** Start of RECORDS **

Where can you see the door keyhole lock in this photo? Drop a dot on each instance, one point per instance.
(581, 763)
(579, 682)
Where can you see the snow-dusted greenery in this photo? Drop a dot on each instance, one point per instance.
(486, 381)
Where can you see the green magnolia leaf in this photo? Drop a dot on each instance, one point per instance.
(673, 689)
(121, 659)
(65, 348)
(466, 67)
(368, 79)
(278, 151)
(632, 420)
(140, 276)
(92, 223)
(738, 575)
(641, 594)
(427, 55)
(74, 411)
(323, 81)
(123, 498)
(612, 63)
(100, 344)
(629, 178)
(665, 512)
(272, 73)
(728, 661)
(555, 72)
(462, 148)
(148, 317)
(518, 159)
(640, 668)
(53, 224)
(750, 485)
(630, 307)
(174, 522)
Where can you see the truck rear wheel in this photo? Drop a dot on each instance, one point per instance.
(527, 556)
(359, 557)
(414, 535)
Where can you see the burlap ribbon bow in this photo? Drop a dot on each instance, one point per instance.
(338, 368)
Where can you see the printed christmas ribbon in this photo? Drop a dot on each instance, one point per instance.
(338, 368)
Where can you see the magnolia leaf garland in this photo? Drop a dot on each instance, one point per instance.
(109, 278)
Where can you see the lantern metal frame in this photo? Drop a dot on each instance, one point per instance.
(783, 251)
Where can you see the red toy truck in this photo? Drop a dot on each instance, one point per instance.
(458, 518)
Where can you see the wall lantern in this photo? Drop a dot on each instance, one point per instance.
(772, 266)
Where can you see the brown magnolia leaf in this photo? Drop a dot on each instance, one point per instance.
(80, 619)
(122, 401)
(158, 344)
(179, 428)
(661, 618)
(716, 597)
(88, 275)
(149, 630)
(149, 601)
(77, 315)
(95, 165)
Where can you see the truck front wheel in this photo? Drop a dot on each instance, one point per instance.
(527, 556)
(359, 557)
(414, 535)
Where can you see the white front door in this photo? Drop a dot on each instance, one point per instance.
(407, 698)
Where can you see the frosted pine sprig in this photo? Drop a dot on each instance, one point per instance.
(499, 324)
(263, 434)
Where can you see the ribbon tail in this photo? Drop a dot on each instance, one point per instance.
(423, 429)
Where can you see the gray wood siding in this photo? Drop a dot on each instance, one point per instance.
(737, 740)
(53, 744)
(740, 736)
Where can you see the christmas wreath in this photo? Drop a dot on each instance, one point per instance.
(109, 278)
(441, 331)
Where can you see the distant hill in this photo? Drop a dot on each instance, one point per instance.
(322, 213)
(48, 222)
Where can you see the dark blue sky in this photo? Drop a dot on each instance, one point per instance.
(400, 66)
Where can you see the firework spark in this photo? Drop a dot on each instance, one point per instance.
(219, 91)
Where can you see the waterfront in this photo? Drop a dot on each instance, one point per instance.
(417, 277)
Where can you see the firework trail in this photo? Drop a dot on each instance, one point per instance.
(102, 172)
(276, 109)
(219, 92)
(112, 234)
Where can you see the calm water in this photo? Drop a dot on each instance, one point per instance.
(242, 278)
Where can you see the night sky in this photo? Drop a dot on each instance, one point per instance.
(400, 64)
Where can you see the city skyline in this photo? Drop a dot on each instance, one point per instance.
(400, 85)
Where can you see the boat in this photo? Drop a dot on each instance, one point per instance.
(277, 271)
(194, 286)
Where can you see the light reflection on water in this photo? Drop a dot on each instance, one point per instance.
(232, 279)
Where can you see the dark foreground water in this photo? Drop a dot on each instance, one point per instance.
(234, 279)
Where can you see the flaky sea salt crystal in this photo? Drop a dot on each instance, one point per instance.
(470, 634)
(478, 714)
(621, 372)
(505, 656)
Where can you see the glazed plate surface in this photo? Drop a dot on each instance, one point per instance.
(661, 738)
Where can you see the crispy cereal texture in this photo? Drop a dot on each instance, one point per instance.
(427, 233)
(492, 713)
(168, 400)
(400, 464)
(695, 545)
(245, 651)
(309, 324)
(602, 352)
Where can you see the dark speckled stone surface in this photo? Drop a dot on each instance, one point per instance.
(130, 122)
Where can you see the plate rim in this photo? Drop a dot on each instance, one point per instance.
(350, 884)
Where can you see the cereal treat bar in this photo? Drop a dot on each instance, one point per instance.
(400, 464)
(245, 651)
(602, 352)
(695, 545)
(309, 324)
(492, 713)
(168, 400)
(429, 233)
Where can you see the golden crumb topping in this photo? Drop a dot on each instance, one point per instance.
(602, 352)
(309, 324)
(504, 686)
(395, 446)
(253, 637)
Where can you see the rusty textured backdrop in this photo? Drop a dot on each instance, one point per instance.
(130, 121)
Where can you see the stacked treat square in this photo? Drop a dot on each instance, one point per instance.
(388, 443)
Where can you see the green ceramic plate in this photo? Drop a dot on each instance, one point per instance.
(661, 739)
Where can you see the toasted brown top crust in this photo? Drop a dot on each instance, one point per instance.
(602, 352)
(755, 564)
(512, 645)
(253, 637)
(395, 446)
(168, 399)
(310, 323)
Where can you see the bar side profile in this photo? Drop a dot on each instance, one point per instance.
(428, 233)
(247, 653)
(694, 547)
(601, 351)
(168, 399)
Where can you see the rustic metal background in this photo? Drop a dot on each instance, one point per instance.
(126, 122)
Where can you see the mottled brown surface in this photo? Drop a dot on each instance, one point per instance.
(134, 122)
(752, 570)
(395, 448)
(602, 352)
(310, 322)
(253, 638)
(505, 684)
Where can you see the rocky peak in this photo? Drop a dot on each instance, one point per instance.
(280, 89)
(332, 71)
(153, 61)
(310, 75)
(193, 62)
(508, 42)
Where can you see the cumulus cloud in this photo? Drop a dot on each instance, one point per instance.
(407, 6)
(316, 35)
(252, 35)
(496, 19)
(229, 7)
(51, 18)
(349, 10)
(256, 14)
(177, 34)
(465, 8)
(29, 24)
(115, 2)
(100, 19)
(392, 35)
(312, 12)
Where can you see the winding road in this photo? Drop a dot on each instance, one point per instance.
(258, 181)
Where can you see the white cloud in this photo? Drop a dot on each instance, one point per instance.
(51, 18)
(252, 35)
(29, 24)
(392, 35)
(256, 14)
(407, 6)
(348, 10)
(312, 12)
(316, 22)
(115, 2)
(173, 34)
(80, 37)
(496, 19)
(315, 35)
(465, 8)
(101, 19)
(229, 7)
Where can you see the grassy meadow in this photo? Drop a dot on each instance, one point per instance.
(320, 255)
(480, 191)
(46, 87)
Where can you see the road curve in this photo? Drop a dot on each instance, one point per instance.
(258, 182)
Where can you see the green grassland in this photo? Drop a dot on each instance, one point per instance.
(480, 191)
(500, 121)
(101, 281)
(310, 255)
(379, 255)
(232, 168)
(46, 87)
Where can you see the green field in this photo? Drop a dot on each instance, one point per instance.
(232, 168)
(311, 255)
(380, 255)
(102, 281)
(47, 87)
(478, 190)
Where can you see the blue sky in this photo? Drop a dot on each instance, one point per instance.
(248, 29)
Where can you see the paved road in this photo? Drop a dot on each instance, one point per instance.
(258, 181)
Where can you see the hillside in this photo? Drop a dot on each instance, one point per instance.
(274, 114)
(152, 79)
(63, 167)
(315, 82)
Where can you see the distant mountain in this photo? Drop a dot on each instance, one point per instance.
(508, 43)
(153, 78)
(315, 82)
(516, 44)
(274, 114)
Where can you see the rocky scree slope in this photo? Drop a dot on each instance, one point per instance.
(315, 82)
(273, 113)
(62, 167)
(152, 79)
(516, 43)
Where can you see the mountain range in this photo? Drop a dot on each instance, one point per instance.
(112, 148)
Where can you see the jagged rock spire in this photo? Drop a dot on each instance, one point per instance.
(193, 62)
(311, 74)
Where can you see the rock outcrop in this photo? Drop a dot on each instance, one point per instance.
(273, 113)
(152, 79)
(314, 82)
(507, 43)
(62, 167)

** End of RECORDS **

THE REQUEST. Repeat exactly the lines starting at the line with "Where can you see the road" and ending with the final line of the entries. Include nothing else.

EXPECTED ANSWER.
Where can you see the road curve in this photo? Drop a dot on each instance, one point per instance.
(258, 182)
Where can you see the green grassland in this photo? Drop a dot on each instance, one point per instance.
(480, 191)
(500, 121)
(101, 281)
(310, 255)
(379, 255)
(232, 168)
(46, 87)
Where can you see the green field in this photo? Drop a dot on each instance, one point per instance.
(232, 168)
(311, 255)
(380, 255)
(102, 281)
(47, 87)
(478, 190)
Where can you see the blue sky in this photo? Drop a dot on each instance, one point per instance.
(248, 29)
Where can you see the paved road in this photo? Drop a dot on each instance, one point per instance.
(258, 181)
Where can you see the hillside in this photo? Drop a dot on each instance, one point per instance.
(274, 114)
(152, 79)
(63, 167)
(315, 82)
Where can you see the distant mountain in this photo? Drop a dot on each instance, one point per instance.
(508, 43)
(153, 78)
(315, 82)
(516, 44)
(274, 114)
Where can you see the rocky scree slope in this photo? Drop a dot on each instance, one point per instance.
(315, 82)
(273, 113)
(62, 167)
(152, 79)
(516, 43)
Where can you see the mountain range in this photo? Drop a dot on each instance, one point per instance.
(112, 148)
Where can you see the jagged rock spire in this photo? Drop a dot on each instance, one point per instance.
(193, 62)
(311, 74)
Where can you see the rock outcrop in this photo? Drop a dot on each instance, one point per instance.
(273, 113)
(152, 79)
(314, 82)
(507, 43)
(62, 167)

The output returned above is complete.